▼

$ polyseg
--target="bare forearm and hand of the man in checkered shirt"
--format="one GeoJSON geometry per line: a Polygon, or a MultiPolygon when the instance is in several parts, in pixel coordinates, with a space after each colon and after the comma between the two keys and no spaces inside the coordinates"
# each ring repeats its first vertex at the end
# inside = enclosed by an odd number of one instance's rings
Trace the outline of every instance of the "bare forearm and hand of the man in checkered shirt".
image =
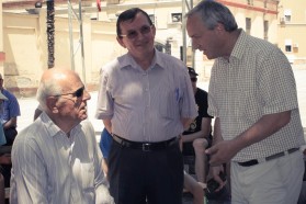
{"type": "Polygon", "coordinates": [[[263,115],[251,127],[241,133],[235,139],[217,143],[206,154],[209,154],[212,166],[218,166],[230,161],[241,149],[258,143],[284,127],[291,120],[291,111],[263,115]]]}

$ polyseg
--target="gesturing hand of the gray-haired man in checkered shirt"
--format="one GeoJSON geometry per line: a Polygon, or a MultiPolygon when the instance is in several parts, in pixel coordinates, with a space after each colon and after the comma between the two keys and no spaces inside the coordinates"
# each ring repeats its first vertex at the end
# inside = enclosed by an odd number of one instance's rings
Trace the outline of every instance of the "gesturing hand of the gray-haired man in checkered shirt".
{"type": "Polygon", "coordinates": [[[205,154],[211,155],[209,165],[219,166],[227,163],[238,152],[235,149],[234,140],[222,140],[211,148],[205,150],[205,154]]]}

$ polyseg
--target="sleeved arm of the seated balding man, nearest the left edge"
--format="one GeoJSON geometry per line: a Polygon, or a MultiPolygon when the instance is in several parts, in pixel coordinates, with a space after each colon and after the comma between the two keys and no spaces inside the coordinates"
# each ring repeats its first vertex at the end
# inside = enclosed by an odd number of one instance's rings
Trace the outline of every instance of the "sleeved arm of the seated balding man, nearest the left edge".
{"type": "Polygon", "coordinates": [[[36,144],[16,141],[12,149],[12,201],[48,203],[47,173],[36,144]]]}

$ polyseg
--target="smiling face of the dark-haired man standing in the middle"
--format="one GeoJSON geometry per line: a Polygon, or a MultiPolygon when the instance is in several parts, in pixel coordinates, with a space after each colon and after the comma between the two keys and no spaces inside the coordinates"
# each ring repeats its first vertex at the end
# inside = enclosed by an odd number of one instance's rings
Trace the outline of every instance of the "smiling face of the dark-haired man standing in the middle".
{"type": "Polygon", "coordinates": [[[143,13],[137,13],[134,21],[124,21],[120,24],[122,37],[117,42],[135,58],[141,58],[154,50],[156,29],[150,25],[143,13]]]}

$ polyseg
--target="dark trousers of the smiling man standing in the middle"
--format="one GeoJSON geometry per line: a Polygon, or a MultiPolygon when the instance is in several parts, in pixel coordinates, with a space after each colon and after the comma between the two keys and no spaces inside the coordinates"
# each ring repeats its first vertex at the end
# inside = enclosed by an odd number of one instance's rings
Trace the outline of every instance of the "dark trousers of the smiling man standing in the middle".
{"type": "Polygon", "coordinates": [[[179,144],[143,151],[114,141],[109,156],[109,179],[116,204],[181,204],[183,160],[179,144]]]}

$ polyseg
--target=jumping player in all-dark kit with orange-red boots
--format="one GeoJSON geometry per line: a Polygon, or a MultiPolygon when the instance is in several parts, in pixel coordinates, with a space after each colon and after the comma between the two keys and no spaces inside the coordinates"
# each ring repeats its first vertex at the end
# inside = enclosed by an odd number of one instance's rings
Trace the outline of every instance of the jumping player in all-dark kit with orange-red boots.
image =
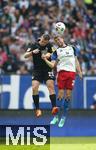
{"type": "Polygon", "coordinates": [[[52,114],[58,112],[58,107],[56,107],[56,95],[54,89],[54,73],[53,70],[46,64],[46,62],[42,59],[42,55],[44,54],[48,60],[51,59],[52,54],[52,45],[49,42],[50,37],[48,34],[43,34],[41,38],[30,44],[27,51],[25,52],[24,57],[28,58],[30,56],[33,57],[34,71],[32,77],[32,90],[33,90],[33,101],[36,108],[36,116],[39,117],[42,115],[42,111],[39,108],[39,94],[38,88],[40,83],[43,81],[46,83],[47,88],[50,93],[50,100],[52,104],[52,114]]]}

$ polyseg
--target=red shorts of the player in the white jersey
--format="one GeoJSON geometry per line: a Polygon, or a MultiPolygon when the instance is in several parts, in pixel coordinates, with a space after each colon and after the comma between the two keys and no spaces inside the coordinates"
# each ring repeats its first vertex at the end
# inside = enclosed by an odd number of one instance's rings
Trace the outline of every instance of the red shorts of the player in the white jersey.
{"type": "Polygon", "coordinates": [[[60,71],[57,74],[57,85],[59,89],[70,89],[72,90],[75,82],[75,72],[71,71],[60,71]]]}

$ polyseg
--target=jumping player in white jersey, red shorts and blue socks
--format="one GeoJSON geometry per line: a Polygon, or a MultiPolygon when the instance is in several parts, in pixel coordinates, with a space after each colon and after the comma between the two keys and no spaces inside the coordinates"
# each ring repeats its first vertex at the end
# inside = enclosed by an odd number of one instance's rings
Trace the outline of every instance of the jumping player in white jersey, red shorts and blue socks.
{"type": "Polygon", "coordinates": [[[75,83],[76,72],[82,79],[82,71],[79,61],[76,56],[76,48],[72,45],[66,45],[64,39],[60,36],[54,38],[58,48],[53,52],[51,62],[42,57],[45,62],[51,67],[57,67],[57,85],[58,85],[58,100],[63,105],[64,113],[59,121],[59,115],[56,115],[51,124],[59,122],[58,126],[63,127],[69,109],[69,103],[71,100],[72,89],[75,83]],[[64,91],[66,90],[66,96],[64,97],[64,91]]]}

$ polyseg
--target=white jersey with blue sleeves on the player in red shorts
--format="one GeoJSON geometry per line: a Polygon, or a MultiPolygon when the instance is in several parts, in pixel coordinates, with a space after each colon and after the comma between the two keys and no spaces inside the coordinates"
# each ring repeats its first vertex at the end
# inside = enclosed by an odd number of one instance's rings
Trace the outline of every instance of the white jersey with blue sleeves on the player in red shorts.
{"type": "Polygon", "coordinates": [[[61,70],[76,72],[75,49],[71,45],[59,47],[53,53],[52,60],[57,60],[57,72],[61,70]]]}

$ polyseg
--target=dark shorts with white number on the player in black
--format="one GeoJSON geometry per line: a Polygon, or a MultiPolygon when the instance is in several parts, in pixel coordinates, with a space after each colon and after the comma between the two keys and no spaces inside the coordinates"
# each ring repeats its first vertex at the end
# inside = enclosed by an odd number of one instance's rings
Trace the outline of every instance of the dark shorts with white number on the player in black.
{"type": "Polygon", "coordinates": [[[32,74],[32,80],[37,80],[39,82],[46,82],[47,80],[55,80],[53,71],[41,71],[34,70],[32,74]]]}

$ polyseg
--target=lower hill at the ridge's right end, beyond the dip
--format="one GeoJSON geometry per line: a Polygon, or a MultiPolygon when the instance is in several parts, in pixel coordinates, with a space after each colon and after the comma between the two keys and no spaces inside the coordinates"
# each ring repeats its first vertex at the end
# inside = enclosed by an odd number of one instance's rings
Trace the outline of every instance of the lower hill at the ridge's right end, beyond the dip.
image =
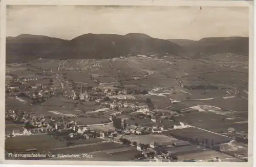
{"type": "Polygon", "coordinates": [[[248,37],[202,38],[183,45],[186,56],[200,58],[216,54],[249,55],[248,37]]]}

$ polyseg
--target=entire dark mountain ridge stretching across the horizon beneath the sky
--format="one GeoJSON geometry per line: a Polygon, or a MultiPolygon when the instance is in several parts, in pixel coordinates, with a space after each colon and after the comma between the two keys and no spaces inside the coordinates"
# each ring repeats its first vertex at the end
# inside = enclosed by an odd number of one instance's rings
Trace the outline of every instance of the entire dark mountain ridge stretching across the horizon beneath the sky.
{"type": "Polygon", "coordinates": [[[195,58],[215,53],[248,55],[249,51],[246,51],[248,41],[247,37],[214,37],[202,38],[198,41],[164,40],[141,33],[126,35],[89,33],[71,40],[20,34],[16,37],[6,37],[6,62],[26,62],[37,58],[105,59],[127,55],[172,55],[195,58]],[[179,43],[180,41],[183,41],[183,44],[179,43]]]}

▲

(BRIEF)
Wherever the word "right" appears in a line of the data, copy that line.

(YOUR SOLUTION)
--target=lower hill at the ridge's right end, beyond the dip
Trace the outline of every instance of the lower hill at the ridge's right end, beyond the dip.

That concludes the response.